• [Input]
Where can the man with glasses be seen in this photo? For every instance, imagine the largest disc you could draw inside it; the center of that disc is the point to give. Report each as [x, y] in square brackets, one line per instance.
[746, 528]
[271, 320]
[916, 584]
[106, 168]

• [What to do]
Your answer must be the full set of entries, copied exactly.

• [Answer]
Where can the man with glasses be seen in this photo? For every instance, imagine the largest disc you could draw inside it; the center of that disc is the point to give. Report each as [x, y] in square brackets, one line per instance.
[746, 528]
[271, 320]
[916, 584]
[106, 168]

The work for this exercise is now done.